__Problem details__: In the items below, switch every "formatted like" to "written as" and give all the lines again with nothing else changed. Leave the pictures out of your answer.

=== Data for the task ===

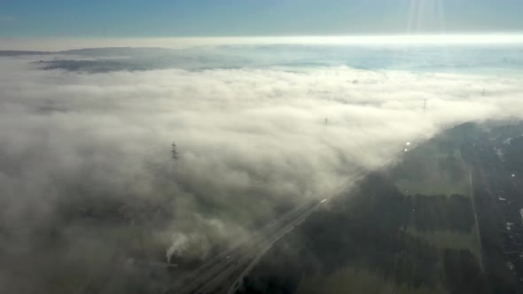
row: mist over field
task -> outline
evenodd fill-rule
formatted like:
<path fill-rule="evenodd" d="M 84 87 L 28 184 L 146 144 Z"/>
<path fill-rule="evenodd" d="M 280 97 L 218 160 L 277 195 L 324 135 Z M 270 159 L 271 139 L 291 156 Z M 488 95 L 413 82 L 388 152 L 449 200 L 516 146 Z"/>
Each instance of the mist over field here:
<path fill-rule="evenodd" d="M 96 280 L 129 259 L 205 259 L 285 208 L 398 162 L 407 143 L 523 119 L 522 50 L 0 57 L 0 291 L 67 288 L 64 276 Z"/>

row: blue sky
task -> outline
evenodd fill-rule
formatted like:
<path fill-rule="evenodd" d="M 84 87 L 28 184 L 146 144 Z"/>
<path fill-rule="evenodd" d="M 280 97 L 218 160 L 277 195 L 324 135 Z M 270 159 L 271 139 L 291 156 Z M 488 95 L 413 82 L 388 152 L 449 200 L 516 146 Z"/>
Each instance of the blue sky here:
<path fill-rule="evenodd" d="M 0 0 L 0 37 L 521 33 L 522 0 Z"/>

===

__Reply to the exercise__:
row: mist over field
task -> outline
evenodd fill-rule
written as:
<path fill-rule="evenodd" d="M 84 87 L 28 184 L 146 144 Z"/>
<path fill-rule="evenodd" d="M 280 97 L 218 160 L 277 195 L 324 135 Z M 270 159 L 271 139 L 291 156 Z M 488 95 L 413 82 L 388 152 L 449 200 L 516 146 Z"/>
Each instance of the mist over field here:
<path fill-rule="evenodd" d="M 96 280 L 129 259 L 205 259 L 285 208 L 398 162 L 407 143 L 523 119 L 522 50 L 0 57 L 0 291 L 67 288 L 64 276 Z"/>

row: blue sky
task -> outline
evenodd fill-rule
written as:
<path fill-rule="evenodd" d="M 84 87 L 28 184 L 146 144 Z"/>
<path fill-rule="evenodd" d="M 280 97 L 218 160 L 277 195 L 324 135 Z M 270 159 L 271 139 L 291 156 Z M 488 95 L 413 82 L 388 152 L 449 200 L 516 146 Z"/>
Each instance of the blue sky here:
<path fill-rule="evenodd" d="M 0 0 L 0 37 L 521 33 L 522 0 Z"/>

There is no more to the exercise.